**Written tasks**:
1 – List every member whose words are quoted by another poster in the watch photo thread.
2 – Continue the forum thread of watch photos from where it stops.

**Reading text**:
=-=-=
Just another Damasko one










Stowa Seatime in London


----------



## Apollo83

stuffler said:


> Just another Damasko one


I love the angles and the background on this one Mike.
But I'm a little worried why two Damasko's are so far out of sync. ;-)


----------



## ufbot

My Steinhart OVM finally arrived, so I took these today. Hope they're up to par!


----------



## Anatoly

I'll contribute...


----------



## The Guvnah

Nokie said:


> Nice.


Even nicer if Apollo had taken it on the 6th of the month. ;-)


----------



## rhst1

Nice use of selective focus


----------



## nimbushopper

OK, I'll play! Here's some of mine.


----------



## teeritz

I used to sell watches, so I got pretty sick of seeing wrists day in, day out. Which is why I tend to stage my watch shots. Plus the fact that I have 6.5 inch wrists.
Here are a few from my reviews. Apologies for the quality. I'm no master photographer and I don't have Photoshop;




























And some random shots;





































Cheers, all.


----------



## unsub073

nimbushopper said:


> OK, I'll play! Here's some of mine.


Sinn and Yuengling in the same picture. It really doesn't get much better than that.


----------



## Ric Capucho

Celadon Imperial (taken yesterday 'cos I wanted to play with Frau Capucho's new Leica C. But F/2.0 isn't fast enough to get a really hot depth of field going) 









Ca. 1969 Stowa Landeron 248 (great setup, about all I can get out of my iPhone 4S, and I get a lot of admiring comments. But I over processed the depth of field... then deleted the flat original. Daft sod. Shall set it all up again sometime, and see how it can be improved)
=-=-=
**Data segment**:
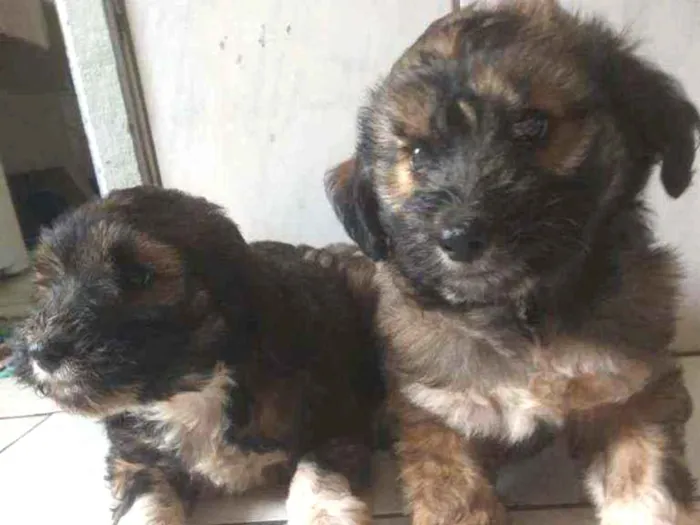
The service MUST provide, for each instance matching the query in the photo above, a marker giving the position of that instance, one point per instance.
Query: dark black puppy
(498, 179)
(214, 364)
=-=-=
**Task-by-task outputs**:
1 – stuffler, Nokie, nimbushopper

2 –
Ca. 1961-2 Strela 3017 (used a piece of paper as a makeshift diffuser for the direct sunlight. Over-diffused, basically, so it looks a bit overcast)









Ca. 1969 Omega Seamaster 120 (snapped on my favourite sunlit rock at the corner of our garden. Really should consider diffusing the sunlight at that spot one of these days)









Vostok Amfibia 1967 (doused in fizzy water, doused in still water, love taking pickies of this watch)



























Stowa Flieger Auto COSC (iPhone 4S again on a Dubai hotel balcony. Lolita sunglasses are my wife's, I hasten to add)









Shuangling 40 Zuan (I've yet to take a decent pickie of this watch. Best effort so far)









Junghans Max Bill Chronoscope (A very photogenic watch)



























Beijing ZunJue (ok, not really a still-life, but I kept my hand very still)









Beijing BeiHai (playing with the shadows and rule of thirds on the wife's piano)


















Still learning the basics, but my pickies have come on over the last year or so since I started photographing watches for WRUW threads. Realised after a while that my orangutang-hairy wrist makes for a poor composition. Got a looooooong way to go before I stop spotting beginner's mistakes in every picture I take.

Ric


----------



## Apollo83

Ric Capucho said:


> Stowa Flieger Auto COSC (iPhone 4S again on a Dubai hotel balcony. Lolita sunglasses are my wife's, I hasten to add)


I like the diagonal lines in this one...
Plus you expect a Flieger to be paired with some aviator glasses... The ladies glasses hint at a much more interesting backstory to the picture...
Top ranking air force marshall seduced by a foreign spy?


----------



## StephenAndrew

I'll play, here are some of mine:


----------



## Apollo83

Nice pictures. Mind sharing some tips?

What did you use as a glossy white surface in this picture?


StephenAndrew said:


>


What lighting did you use in this one? It looks very natural (window light?), but carefully arranged to get the 'banding' across the hands and logo?


StephenAndrew said:


>


----------



## StephenAndrew

Apollo83 said:


> Nice pictures. Mind sharing some tips?
> 
> What did you use as a glossy white surface in this picture?
> 
> What lighting did you use in this one? It looks very natural (window light?), but carefully arranged to get the 'banding' across the hands and logo?


Thanks! I don't mind at all - the glossy surface in the first photo is just a piece of sheet metal I picked up at Home Depot or Lowes.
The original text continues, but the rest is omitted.